• Excerpt:
Family Tree Clinic

Report date
November 2015

What has been most instrumental to your progress?

Community outreach and collaboration. Our work in partnership with community members and stakeholders, and particularly the two community convenings we organized in the first few months of the project and our ongoing relationship with MTHC, has been extremely vital in helping to guide our program and model of care. The energy and effort we put into making strong connections with key organizations and communities has continued to benefit our project and outcomes as we move through different phases. It has also been instrumental in building trust in the community for Family Tree Clinic and our staff.
Recruiting and hiring a Trans Health Advocate has been central to our progress in many aspects of the project. Creating this new position in our organization has allowed us to build a truly community-informed model of care for our trans hormone program. It has also created a pathway to incorporate more ongoing community feedback into our program, as well as providing a central non-clinical staff figure in our coordination of care. Our Trans Health Advocate, Damion Mendez, has already provided over 70 advocate visits with patients since he started in the spring.
Partnering with a medical expert in trans hormone care, Dr. Eric Meininger, has allowed us to significantly move forward in our program development and implementation. This relationship has been mutually beneficial as Dr. Meininger has provided our clinician team with an invaluable amount of guidance, education, and consultation, and Family Tree has provided a space for him to continue and expand his practice working with transgender youth.

Key lessons learned

Progress does not always need to be fast, and thoughtfulness is often preferable, even though it can sometimes feel frustrating. Some of the work we have done this year has felt slow at times, but we have learned that a thoughtful approach is often key to being successful in the long run. For example, in the first year of our program we are limiting the number of new hormone patients that we will take on. This is challenging because there are so many patients in need. However, in order for us to provide the highest quality of care we have needed to build expertise and experience slowly so that we don’t become overwhelmed.
Community-centered work has its challenges! In working closely with communities that many of our staff members are part of, we have learned a lot about navigating these relationships both professionally and personally. The staff members who are closely connected to this program have a lot of personal investment in the work and are often seen as the faces of Family Tree within their community of friends and family, which means they hold a large amount of perceived personal responsibility for the successes and challenges of the program. We are continuing to learn how to practice healthy boundary-making and self-care when it comes to this issue.

[Region pointing data]
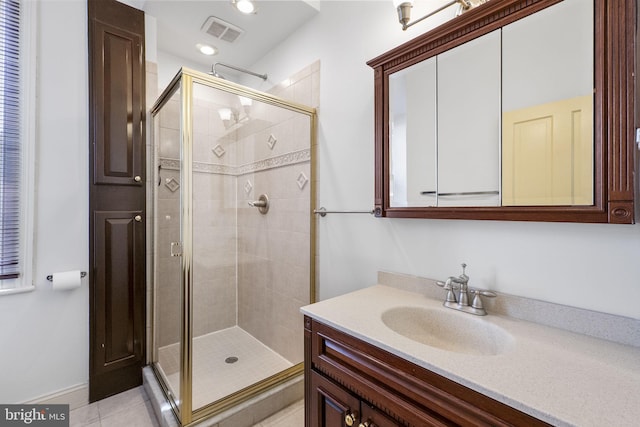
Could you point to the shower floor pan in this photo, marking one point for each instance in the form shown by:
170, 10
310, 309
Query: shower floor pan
223, 362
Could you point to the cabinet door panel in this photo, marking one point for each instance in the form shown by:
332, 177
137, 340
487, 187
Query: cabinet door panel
332, 404
119, 287
372, 417
118, 120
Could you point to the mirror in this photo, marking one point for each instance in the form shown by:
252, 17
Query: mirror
507, 113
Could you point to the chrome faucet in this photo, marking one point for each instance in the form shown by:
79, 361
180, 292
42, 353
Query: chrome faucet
461, 302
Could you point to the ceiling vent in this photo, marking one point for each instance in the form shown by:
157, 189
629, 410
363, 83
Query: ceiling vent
221, 30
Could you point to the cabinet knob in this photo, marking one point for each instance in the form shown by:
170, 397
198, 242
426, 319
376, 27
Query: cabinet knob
351, 419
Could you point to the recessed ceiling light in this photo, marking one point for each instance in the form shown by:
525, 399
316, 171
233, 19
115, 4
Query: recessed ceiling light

• Prompt A:
In the Family Tree Clinic report, rewrite the paragraph beginning "Recruiting and hiring a Trans Health Advocate" as a short bulleted list that keeps its main facts.
• Prompt B:
Answer these questions from the Family Tree Clinic report, one answer per line, marked the same way:
(i) What is the report date?
(ii) Which medical expert in trans hormone care has the clinic partnered with?
(iii) What is the clinic limiting during the first year of its program?
• Prompt C:
Continue the Family Tree Clinic report from its last sentence.

• Written answer A:
- Hiring a Trans Health Advocate has been central to the project's progress in many respects.
- The new position has let the clinic build a community-informed model of care for its trans hormone program.
- It offers a way to bring ongoing community feedback into the program.
- It provides a central non-clinical staff figure for coordinating care.
- The advocate, Damion Mendez, has provided over 70 advocate visits with patients since starting in the spring.

• Written answer B:
(i) November 2015.
(ii) Dr. Eric Meininger.
(iii) The number of new hormone patients it will take on.

• Written answer C:
Reflections on inclusive, collaborative or resourceful problem-solving

Collaboration has probably been the most relevant community innovation process so far. Our main community partner, MTHC, has contributed so the program in all phases and has informed many of the decision points we have come to. Our relationship with MCTC has been invaluable, and we hope reciprocal. As a main touchpoint for many trans folks in the Twin Cities, MTHC has helped us be truly aligned with the patients we seek to serve.

Other key elements of Community Innovation

Patience and openness have also allowed us to make progress as a group. The trans hormone program involves many staff people in just about every area of the organization, and we’ve had to be patient with one another as we navigate a lot of new terrain. Because this is a project and a service that is so deeply connected to patient experience and navigation of a larger health care system, we have developed new ways of working together and new appreciations for our respective roles in the care of individual patients. Being open to seeing and understanding one another’s perspectives is vital for us to continue moving forward.

Understanding the problem

Our process has definitely led us to have more clarity and a better understanding of the need that we defined in our grant application. Since we started offering trans hormone services about 5 months ago we have been overwhelmed with the number of patients who want to seek care at Family Tree Clinic. Our medical providers and Trans Health Advocate have also been able to talk to many patients and learn more about the specific barriers that people have experienced in attempting to access hormone care. Because we approach health care in such a holistic way we are really able to have a detailed understanding of the multiple ways that our patients experience barriers in accessing health care, including hormone care.

If you could do it all over again...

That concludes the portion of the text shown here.